El deseo seguía ahí, latente. Sin embargo yo no era capaz de verlo. Mi cuerpo dejó de sentir… los orgasmos, tanto físicos como emocionales, se convirtieron en un vago recuerdo en muy poco tiempo.

La primavera, la exaltación de la juventud, la estación de las flores y la lluvia, el momento del erotismo enamorado… tuvo que mantenerse en cuarentena. Distancia de seguridad. Mascarillas e imposibilidad de rozar otros labios que no sean los tuyos propios. Los amantes dejaron de ser amantes físicos para convertirse en amantes virtuales. Algunos se vieron obligados a dejar de llamarse «amantes» porque el propio amor que les unió en un principio desapareció.

Mi cuerpo seguía siendo mío. Estaba aislada. Estaba vacía. No tenía vida (más bien no era consciente de que yo seguía viva y debía luchar por salir del pozo en el que estaba metida). Aunque mi cuerpo seguía siendo mío, dejé de alimentarle de deseo. Dejé de acariciarme. Dejé de darme besos. Dejé de cuidarme. Dejé a mi propio cuerpo encerrado tras la puerta de la soledad.

No sé cómo. Pero el milagro vino a mí. Me salvó. Empecé a darme cuenta de la injusticia que había cometido contra mi cuerpo: le había abandonado. Me había abandonado a mí misma.

Hoy quiero darle las gracias al destino. Ojalá pudiera gritar su nombre en voz alta.

— ¿Qué sería la vida sin el secretismo de la poesía?

Volví a escuchar la voz de mi cuello de cisne negro, el cisne enamorado del deseo, de la pasión, de la aventura, del Romanticismo transformado en Modernismo bajo la pluma de Manuel Machado.

Mi cuerpo volvió a sentir el deseo de probarse a sí mismo. Mi espalda quiso arquearse de nuevo. Mis empeines luchaban solos por tocar otra vez el suelo. Mis brazos, por fin, vuelven a ser una prolongación de mi cuerpo ayudándome a alcanzar mi sueño.
──────
PARTES DEL EJERCICIO:
1. Reproduce del texto proporcionado todo lo que va desde «No sé cómo.» hasta «en voz alta.».
2. Según el texto proporcionado, ¿por qué algunos se vieron obligados a dejar de llamarse «amantes»?

DATOS PROPORCIONADOS:
──────
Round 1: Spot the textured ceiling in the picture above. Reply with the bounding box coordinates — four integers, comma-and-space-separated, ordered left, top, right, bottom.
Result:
──────
RESULTADOS DEL EJERCICIO:
1.
No sé cómo. Pero el milagro vino a mí. Me salvó. Empecé a darme cuenta de la injusticia que había cometido contra mi cuerpo: le había abandonado. Me había abandonado a mí misma.

Hoy quiero darle las gracias al destino. Ojalá pudiera gritar su nombre en voz alta.

2. Porque el propio amor que los unió en un principio desapareció.